● SET EXERCISE:
Rewrite the records below, swapping every "pin" for "marker" and leaving everything else unchanged.
[begin PROVIDED DATA]
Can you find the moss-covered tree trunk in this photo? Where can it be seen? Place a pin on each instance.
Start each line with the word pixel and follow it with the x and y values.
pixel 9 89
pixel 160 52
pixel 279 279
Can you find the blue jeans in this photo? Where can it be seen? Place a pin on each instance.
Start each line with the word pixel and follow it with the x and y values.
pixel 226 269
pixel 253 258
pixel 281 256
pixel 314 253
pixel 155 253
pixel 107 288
[end PROVIDED DATA]
● EXERCISE RESULT:
Can you find the moss-covered tree trunk in this photo? Where can it be seen? Place a marker on each instance.
Start each line with the word pixel and follow it with the x and y values.
pixel 9 89
pixel 160 52
pixel 279 279
Can you find the blue jeans in this photo? Where can it be seen? Place a marker on each instance.
Start each line with the word pixel and follow it with the x and y values.
pixel 226 269
pixel 253 258
pixel 281 256
pixel 314 253
pixel 155 253
pixel 107 288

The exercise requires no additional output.